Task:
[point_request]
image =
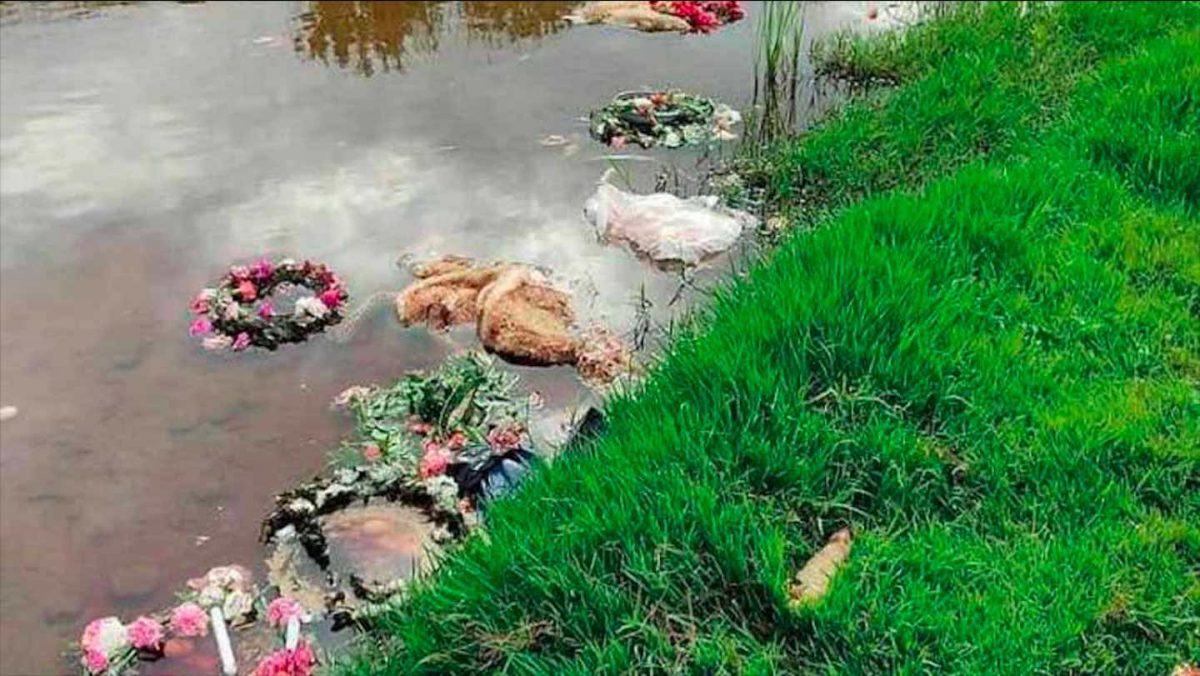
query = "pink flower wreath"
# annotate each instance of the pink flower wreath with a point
(238, 312)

What is being asked =>
Return the entries above exactly as they appear. Pictures should not be copied.

Response box =>
Task:
[point_request]
image =
query = "pink flower wreath"
# annotate each instance of the pink flower wreath with a point
(238, 312)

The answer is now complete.